*Listing*:
※ ※ ※

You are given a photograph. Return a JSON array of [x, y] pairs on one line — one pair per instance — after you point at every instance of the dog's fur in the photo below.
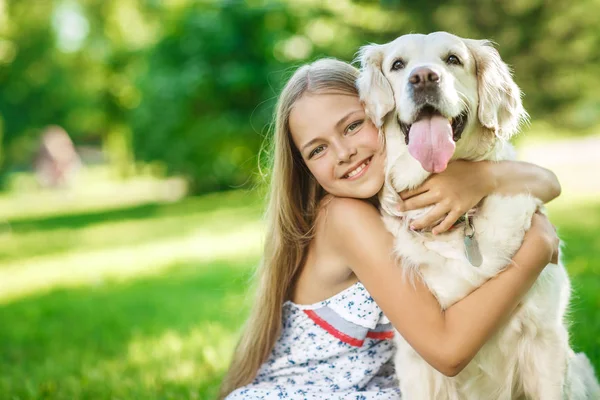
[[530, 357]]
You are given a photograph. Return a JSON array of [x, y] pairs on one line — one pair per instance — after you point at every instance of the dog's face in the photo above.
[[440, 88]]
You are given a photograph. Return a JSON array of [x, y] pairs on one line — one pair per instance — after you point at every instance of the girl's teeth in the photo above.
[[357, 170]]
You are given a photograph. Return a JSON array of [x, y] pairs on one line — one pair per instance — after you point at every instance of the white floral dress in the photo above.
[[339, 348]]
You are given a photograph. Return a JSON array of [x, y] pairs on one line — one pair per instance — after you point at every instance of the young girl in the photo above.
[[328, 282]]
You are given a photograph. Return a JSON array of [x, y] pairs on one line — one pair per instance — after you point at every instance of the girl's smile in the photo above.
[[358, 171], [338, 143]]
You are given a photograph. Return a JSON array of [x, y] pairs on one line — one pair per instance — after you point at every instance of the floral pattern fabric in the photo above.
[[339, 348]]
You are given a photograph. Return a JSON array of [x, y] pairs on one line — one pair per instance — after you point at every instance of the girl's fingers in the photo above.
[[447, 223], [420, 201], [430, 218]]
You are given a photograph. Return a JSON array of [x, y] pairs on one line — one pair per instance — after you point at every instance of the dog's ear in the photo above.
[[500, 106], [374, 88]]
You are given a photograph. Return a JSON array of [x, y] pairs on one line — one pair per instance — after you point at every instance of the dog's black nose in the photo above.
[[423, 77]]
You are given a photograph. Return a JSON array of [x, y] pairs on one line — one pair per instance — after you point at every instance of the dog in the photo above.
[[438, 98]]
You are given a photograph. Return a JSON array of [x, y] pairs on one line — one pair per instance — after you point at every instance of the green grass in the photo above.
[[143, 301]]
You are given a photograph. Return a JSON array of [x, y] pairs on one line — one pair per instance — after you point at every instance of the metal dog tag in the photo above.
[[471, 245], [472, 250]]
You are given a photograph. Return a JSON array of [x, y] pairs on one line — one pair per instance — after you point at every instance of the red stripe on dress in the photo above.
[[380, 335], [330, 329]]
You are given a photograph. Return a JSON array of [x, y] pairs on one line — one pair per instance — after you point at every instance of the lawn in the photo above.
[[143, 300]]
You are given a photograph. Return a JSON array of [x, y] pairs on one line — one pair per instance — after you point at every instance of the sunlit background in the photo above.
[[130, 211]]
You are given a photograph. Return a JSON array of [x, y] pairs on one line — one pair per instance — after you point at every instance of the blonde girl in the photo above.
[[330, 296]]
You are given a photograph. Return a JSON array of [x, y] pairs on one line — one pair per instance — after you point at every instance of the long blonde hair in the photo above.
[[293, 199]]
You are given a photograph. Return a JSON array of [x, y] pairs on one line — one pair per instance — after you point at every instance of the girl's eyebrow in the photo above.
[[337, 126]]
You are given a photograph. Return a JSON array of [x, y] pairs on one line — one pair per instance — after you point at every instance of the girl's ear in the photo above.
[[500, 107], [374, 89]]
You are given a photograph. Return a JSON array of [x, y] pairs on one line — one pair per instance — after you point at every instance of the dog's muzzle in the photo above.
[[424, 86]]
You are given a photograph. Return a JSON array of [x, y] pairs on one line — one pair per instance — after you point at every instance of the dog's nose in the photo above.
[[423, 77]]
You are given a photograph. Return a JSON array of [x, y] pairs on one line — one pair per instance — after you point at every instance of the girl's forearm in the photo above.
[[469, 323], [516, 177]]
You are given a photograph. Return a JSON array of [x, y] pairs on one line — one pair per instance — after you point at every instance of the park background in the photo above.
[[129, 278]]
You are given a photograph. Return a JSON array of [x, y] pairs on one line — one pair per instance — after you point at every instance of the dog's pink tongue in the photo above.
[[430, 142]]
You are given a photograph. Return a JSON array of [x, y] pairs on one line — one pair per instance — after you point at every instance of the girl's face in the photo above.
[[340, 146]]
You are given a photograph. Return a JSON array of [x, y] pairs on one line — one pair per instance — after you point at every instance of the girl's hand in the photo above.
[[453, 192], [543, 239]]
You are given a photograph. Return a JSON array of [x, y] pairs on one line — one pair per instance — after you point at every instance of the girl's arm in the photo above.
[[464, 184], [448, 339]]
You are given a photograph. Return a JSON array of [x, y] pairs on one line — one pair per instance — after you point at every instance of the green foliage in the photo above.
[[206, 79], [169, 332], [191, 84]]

※ ※ ※

*What you need to do*: Present all of the material above as a Markdown table with the columns Row and Line, one numbered row per line, and omit blank lines and the pictures.

*Exercise answer*:
| Row | Line |
|---|---|
| 1 | You are given a photograph. Return a JSON array of [x, y] pairs on one line — one pair per instance — after you point at every instance of the dog's fur in the photo below. |
| 2 | [[530, 357]] |
| 3 | You are given a photograph. Return a JSON array of [x, y] pairs on one line — one pair per instance — after you point at every instance of the dog's face in the photo above. |
| 4 | [[440, 88]] |
| 5 | You are given a photograph. Return a JSON array of [x, y] pairs on one line — one pair per instance — after you point at every instance of the girl's teeth in the photo above. |
| 6 | [[357, 170]] |
| 7 | You are given a photograph. Return a JSON array of [x, y] pairs on one line — one pair per instance — after you point at every instance of the white floral dress in the photo above. |
| 8 | [[339, 348]] |
| 9 | You are given a photograph. Return a JSON array of [x, y] pairs on one line — one pair per instance — after you point at every instance of the young girl in the photo above. |
| 10 | [[328, 282]] |
| 11 | You are given a photograph. Return a JSON array of [x, y] pairs on one line — one pair per instance — after you point at every instance of the girl's smile in the photo above. |
| 12 | [[358, 171], [338, 143]] |
| 13 | You are given a photograph. Return a JSON array of [x, y] pairs on one line — one pair per instance — after you point at every instance of the floral pattern fabric in the photo above. |
| 14 | [[339, 348]] |
| 15 | You are given a photograph. Return a JSON array of [x, y] pairs on one line — one pair per instance — after you point at every instance of the girl's fingers in the photo above. |
| 16 | [[447, 223], [420, 201], [430, 218]] |
| 17 | You are given a photograph. Return a JSON array of [x, y] pairs on one line — one pair per instance — after you point at every instance of the dog's ear in the photo above. |
| 18 | [[500, 106], [374, 88]] |
| 19 | You are given a photograph. Return a JSON array of [x, y] pairs on one line — one pair per instance — after you point at every instance of the dog's black nose in the photo above. |
| 20 | [[423, 77]] |
| 21 | You are given a photograph. Return a JSON array of [x, y] pairs on one line — one pair per instance — after you point at every instance of the dog in the photo above. |
| 22 | [[438, 98]] |
| 23 | You are given a photograph. Return a JSON array of [x, y] pairs on one line — one pair per instance — after you point at every instance of the green grass in the photo above. |
| 24 | [[143, 301]] |
| 25 | You are given a photograph. Return a JSON array of [x, y] pairs on one line — one pair per instance — after you point at every instance of the metal dog tag in the photo above. |
| 26 | [[471, 245], [472, 250]] |
| 27 | You are given a photograph. Return a JSON array of [x, y] pairs on one line — one pair per instance — after you point at every instance of the red stripe on dress in the photo above. |
| 28 | [[380, 335], [330, 329]] |
| 29 | You are given a photograph. Return a JSON array of [x, y] pairs on one line — one pair per instance — after you point at every instance of the lawn in the photo above. |
| 30 | [[143, 300]] |
| 31 | You are given a photograph. Return a JSON array of [x, y] pairs on one line — one pair per instance — after you point at every instance of the sunlit background in the photo above. |
| 32 | [[130, 211]] |
| 33 | You are given a photograph. Return a JSON array of [x, y] pairs on one line — one pair per instance — after you point at every instance of the blonde girl in the photo above. |
| 34 | [[330, 296]] |
| 35 | You are given a photograph. Return a JSON array of [x, y] pairs on one line — one pair per instance — after you point at every instance of the long blonde hair in the photo above. |
| 36 | [[293, 199]] |
| 37 | You are given a photograph. Return a JSON array of [x, y] pairs on one line — one pair per instance — after you point at every instance of the girl's eyebrow in the photo above. |
| 38 | [[337, 126]] |
| 39 | You are given a photograph. Return a JSON array of [x, y] pairs on one line — one pair per instance — after you point at every instance of the girl's ear in the photo above. |
| 40 | [[500, 107], [374, 89]] |
| 41 | You are given a photograph. Return a JSON array of [x, y] pairs on one line — one pair per instance — after you point at every instance of the dog's muzzle in the photo above. |
| 42 | [[424, 86]] |
| 43 | You are given a photograph. Return a JSON array of [x, y] pairs on one line — one pair per instance — after you point at every instance of the dog's nose in the photo above. |
| 44 | [[423, 77]] |
| 45 | You are given a photograph. Return a JSON array of [x, y] pairs on one line — one pair per instance — after you point at every instance of the girl's forearm in the photo above. |
| 46 | [[469, 323], [516, 177]] |
| 47 | You are given a photograph. Return a JSON array of [x, y] pairs on one line — one pair per instance — after you point at every instance of the park background in the photo above. |
| 48 | [[129, 278]] |
| 49 | You are given a photograph. Return a JSON array of [x, y] pairs on one line — one pair per instance — after you point at every instance of the dog's pink tongue in the photo above. |
| 50 | [[430, 142]] |
| 51 | You are given a photograph. Return a JSON array of [x, y] pairs on one line — one pair per instance — after you point at every instance of the girl's face in the photo above. |
| 52 | [[340, 146]] |
| 53 | You are given a photograph. Return a JSON array of [x, y] pairs on one line — one pair per instance — after you point at every instance of the girl's hand in the photo above. |
| 54 | [[453, 192], [543, 239]] |
| 55 | You are given a photograph. Return a JSON array of [x, y] pairs on one line — one pair per instance — after you point at every instance of the girl's arm in the photo above. |
| 56 | [[464, 184], [448, 339]] |
| 57 | You are given a photograph. Return a JSON array of [x, y] pairs on one line — one pair per instance — after you point at every instance of the green foliage in the photo above. |
| 58 | [[206, 79], [169, 332], [191, 84]] |